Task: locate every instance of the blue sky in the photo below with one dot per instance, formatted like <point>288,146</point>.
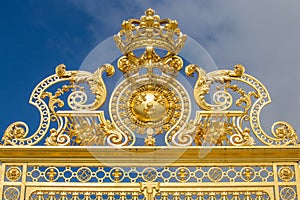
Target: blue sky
<point>36,36</point>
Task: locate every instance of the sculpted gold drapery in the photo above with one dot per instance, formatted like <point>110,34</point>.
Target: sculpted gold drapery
<point>219,148</point>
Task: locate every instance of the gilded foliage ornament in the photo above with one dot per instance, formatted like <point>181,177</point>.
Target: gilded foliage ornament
<point>150,100</point>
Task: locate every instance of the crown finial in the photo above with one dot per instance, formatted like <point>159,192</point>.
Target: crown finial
<point>151,31</point>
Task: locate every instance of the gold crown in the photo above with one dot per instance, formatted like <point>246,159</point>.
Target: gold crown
<point>152,31</point>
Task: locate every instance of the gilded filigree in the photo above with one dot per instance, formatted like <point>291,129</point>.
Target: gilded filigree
<point>150,100</point>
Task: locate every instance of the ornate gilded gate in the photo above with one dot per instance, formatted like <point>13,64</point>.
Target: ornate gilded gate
<point>151,140</point>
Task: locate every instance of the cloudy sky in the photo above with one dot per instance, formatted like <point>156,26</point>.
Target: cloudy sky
<point>36,36</point>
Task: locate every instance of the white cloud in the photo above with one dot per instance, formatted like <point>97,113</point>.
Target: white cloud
<point>262,35</point>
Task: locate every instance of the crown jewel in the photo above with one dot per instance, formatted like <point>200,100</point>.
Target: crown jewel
<point>151,31</point>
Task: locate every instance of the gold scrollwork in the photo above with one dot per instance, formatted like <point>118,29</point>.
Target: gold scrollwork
<point>13,174</point>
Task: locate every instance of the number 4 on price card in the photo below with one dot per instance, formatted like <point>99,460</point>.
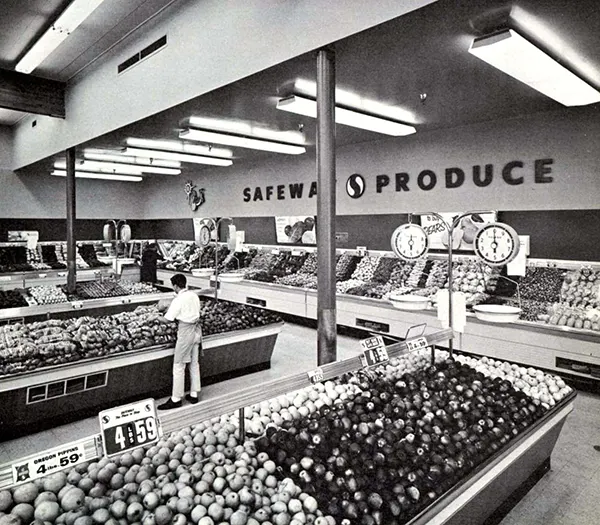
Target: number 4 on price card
<point>129,426</point>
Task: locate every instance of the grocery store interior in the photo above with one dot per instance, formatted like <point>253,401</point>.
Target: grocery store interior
<point>389,222</point>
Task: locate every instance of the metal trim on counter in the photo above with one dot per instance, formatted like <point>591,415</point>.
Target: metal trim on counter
<point>108,362</point>
<point>29,311</point>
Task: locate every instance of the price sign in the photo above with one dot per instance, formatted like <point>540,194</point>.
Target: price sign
<point>417,344</point>
<point>316,375</point>
<point>375,352</point>
<point>48,462</point>
<point>128,427</point>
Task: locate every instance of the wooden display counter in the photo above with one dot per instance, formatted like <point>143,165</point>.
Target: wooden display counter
<point>56,395</point>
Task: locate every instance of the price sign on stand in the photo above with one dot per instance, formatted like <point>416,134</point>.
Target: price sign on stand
<point>374,352</point>
<point>316,375</point>
<point>45,463</point>
<point>128,427</point>
<point>416,344</point>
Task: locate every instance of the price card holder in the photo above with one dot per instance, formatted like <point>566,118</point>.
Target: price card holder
<point>128,427</point>
<point>374,352</point>
<point>45,463</point>
<point>416,344</point>
<point>316,375</point>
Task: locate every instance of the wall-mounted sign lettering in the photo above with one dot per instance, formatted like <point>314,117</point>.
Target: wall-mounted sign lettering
<point>295,190</point>
<point>355,186</point>
<point>513,173</point>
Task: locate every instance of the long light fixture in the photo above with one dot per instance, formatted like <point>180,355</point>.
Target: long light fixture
<point>103,176</point>
<point>178,151</point>
<point>178,147</point>
<point>182,157</point>
<point>115,167</point>
<point>65,24</point>
<point>117,156</point>
<point>516,56</point>
<point>240,141</point>
<point>348,117</point>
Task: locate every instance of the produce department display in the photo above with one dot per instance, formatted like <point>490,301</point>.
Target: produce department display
<point>547,295</point>
<point>32,346</point>
<point>17,258</point>
<point>365,449</point>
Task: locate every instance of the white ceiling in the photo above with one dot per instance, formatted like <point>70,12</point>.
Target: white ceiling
<point>23,21</point>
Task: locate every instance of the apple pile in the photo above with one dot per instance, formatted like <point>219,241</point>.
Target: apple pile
<point>385,455</point>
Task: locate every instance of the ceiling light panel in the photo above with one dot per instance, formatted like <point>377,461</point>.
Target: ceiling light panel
<point>242,142</point>
<point>513,54</point>
<point>244,128</point>
<point>347,117</point>
<point>180,147</point>
<point>66,23</point>
<point>117,156</point>
<point>182,157</point>
<point>103,176</point>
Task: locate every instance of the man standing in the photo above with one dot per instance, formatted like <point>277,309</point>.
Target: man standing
<point>185,309</point>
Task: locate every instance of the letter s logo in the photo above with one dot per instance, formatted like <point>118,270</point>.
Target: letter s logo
<point>355,186</point>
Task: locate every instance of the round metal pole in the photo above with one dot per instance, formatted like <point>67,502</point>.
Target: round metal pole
<point>71,212</point>
<point>327,333</point>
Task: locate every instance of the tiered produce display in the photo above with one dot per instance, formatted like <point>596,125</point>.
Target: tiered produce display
<point>31,346</point>
<point>547,295</point>
<point>364,449</point>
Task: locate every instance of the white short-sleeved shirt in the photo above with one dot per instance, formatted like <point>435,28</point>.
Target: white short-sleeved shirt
<point>185,307</point>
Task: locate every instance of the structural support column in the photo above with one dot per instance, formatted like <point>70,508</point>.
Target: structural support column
<point>327,333</point>
<point>71,248</point>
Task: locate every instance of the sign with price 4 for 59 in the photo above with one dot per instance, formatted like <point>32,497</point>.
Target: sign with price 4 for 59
<point>48,462</point>
<point>129,426</point>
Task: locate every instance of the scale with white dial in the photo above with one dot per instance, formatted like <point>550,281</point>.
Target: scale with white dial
<point>496,244</point>
<point>204,235</point>
<point>410,242</point>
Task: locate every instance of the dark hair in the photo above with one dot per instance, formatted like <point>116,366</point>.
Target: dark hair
<point>179,280</point>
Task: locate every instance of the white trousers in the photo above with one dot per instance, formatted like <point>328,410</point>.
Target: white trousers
<point>179,376</point>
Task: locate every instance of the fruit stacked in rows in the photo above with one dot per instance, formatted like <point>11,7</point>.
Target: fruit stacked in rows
<point>345,266</point>
<point>99,289</point>
<point>134,288</point>
<point>50,257</point>
<point>34,259</point>
<point>14,259</point>
<point>12,299</point>
<point>581,288</point>
<point>45,294</point>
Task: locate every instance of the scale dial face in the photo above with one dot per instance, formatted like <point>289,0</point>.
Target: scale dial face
<point>410,242</point>
<point>204,235</point>
<point>496,243</point>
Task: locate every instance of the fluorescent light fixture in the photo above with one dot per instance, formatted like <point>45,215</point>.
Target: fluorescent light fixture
<point>182,157</point>
<point>114,167</point>
<point>242,142</point>
<point>179,147</point>
<point>103,176</point>
<point>65,24</point>
<point>516,56</point>
<point>347,117</point>
<point>237,127</point>
<point>117,156</point>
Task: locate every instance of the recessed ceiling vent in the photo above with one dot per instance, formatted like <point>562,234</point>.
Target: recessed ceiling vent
<point>143,54</point>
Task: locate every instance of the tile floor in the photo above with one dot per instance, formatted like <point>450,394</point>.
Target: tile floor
<point>567,495</point>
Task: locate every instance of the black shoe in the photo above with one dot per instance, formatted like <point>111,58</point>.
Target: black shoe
<point>192,400</point>
<point>169,404</point>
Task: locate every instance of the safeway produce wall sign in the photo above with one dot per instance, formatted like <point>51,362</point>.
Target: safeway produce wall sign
<point>545,162</point>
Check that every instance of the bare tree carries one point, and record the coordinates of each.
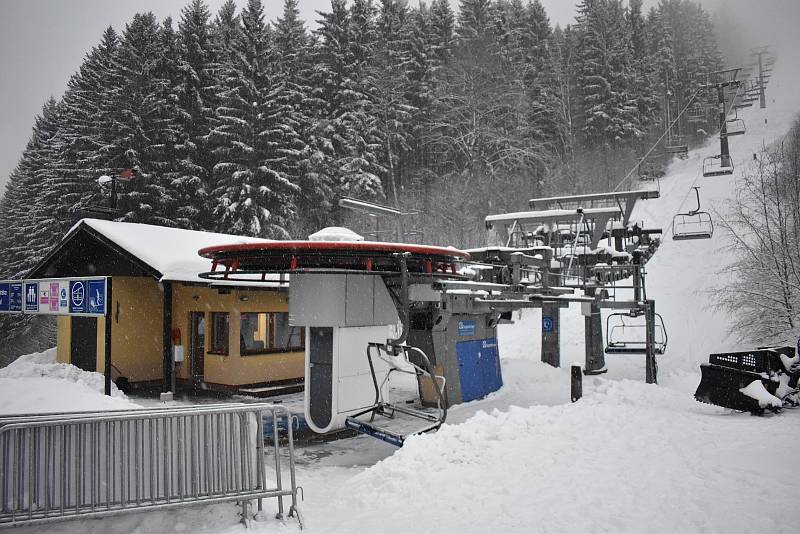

..............................

Task goal: Report how many lines in the entries hold the string "below". Nothing but the number is wanted.

Exercise result: 2